Return every line of the records that contains the string "black". Case matters.

>> BEGIN Entries shown

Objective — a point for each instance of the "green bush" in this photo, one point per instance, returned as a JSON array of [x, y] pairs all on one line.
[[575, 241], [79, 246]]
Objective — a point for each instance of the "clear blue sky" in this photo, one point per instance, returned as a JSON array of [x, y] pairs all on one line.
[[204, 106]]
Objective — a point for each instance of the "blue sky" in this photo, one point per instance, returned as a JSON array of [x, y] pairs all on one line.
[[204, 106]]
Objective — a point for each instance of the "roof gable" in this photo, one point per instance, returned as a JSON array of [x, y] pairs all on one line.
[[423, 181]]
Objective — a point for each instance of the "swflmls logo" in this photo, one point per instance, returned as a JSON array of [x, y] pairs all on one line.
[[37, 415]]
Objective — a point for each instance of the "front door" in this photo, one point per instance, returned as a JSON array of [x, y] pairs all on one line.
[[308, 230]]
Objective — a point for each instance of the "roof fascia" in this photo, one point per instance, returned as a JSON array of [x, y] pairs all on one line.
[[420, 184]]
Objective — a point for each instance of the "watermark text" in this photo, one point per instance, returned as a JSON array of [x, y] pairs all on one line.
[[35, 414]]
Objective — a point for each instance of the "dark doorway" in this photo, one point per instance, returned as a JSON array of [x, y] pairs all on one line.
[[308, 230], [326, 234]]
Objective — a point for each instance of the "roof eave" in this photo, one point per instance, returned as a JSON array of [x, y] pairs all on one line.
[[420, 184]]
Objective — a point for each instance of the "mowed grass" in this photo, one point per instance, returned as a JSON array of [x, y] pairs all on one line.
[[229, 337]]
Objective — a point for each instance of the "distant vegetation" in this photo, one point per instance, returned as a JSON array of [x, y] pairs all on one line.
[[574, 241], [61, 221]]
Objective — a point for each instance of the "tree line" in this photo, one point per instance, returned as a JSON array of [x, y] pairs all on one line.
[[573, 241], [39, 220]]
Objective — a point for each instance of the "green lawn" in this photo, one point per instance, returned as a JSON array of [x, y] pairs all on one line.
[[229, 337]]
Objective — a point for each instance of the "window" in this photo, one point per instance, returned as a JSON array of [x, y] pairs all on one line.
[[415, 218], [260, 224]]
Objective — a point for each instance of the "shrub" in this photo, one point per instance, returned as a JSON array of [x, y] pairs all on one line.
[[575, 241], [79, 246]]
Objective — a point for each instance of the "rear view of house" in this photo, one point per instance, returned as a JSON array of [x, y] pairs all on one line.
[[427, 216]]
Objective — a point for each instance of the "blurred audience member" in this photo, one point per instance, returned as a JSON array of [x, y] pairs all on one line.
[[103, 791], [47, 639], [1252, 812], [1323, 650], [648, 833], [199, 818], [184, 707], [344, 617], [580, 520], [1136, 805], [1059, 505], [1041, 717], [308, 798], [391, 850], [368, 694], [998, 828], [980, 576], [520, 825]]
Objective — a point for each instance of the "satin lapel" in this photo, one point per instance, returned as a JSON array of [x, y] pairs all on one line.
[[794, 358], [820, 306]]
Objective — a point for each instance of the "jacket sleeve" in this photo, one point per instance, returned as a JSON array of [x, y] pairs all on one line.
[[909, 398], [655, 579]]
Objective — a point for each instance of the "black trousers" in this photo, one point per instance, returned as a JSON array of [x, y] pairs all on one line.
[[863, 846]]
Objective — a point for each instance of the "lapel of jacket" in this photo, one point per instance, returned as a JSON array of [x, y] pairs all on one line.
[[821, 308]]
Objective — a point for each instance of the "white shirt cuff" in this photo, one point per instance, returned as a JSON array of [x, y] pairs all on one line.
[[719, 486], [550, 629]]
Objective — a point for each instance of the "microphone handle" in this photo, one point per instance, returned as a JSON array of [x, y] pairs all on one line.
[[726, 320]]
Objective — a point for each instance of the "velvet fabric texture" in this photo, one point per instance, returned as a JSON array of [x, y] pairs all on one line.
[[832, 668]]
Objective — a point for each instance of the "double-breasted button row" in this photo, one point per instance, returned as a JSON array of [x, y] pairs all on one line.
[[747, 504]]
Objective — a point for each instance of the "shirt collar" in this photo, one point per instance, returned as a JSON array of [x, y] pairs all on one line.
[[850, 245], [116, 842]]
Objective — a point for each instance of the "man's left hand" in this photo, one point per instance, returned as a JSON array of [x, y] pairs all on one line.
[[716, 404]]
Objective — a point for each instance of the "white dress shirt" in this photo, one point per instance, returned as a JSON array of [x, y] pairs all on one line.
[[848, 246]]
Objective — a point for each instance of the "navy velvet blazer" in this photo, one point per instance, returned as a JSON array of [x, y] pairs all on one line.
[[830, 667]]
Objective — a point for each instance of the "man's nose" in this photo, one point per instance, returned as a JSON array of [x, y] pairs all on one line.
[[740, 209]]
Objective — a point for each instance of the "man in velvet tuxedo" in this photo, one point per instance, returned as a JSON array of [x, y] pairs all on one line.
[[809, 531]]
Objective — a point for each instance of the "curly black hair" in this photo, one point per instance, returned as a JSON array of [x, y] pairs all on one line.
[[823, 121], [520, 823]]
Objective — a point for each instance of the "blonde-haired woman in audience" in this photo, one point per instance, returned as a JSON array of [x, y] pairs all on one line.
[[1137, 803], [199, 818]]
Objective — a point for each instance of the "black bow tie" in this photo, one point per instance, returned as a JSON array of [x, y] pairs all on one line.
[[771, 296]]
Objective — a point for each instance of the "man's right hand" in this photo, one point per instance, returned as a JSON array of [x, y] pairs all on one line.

>> END Entries shown

Answer to the problem:
Objective — a point for each instance of the "black trousers" in this photo, one point per instance, returned as a JSON array of [x, y] pairs all on one line.
Objective — a point for each instance of the "curly black hair" in this photo, one point per instance, returned as a JSON array of [x, y] pairs all on one line.
Objective — a point for each instance of the "black bow tie" in this photo, one point per instance, returned as a JSON array of [x, y] pairs all on one line.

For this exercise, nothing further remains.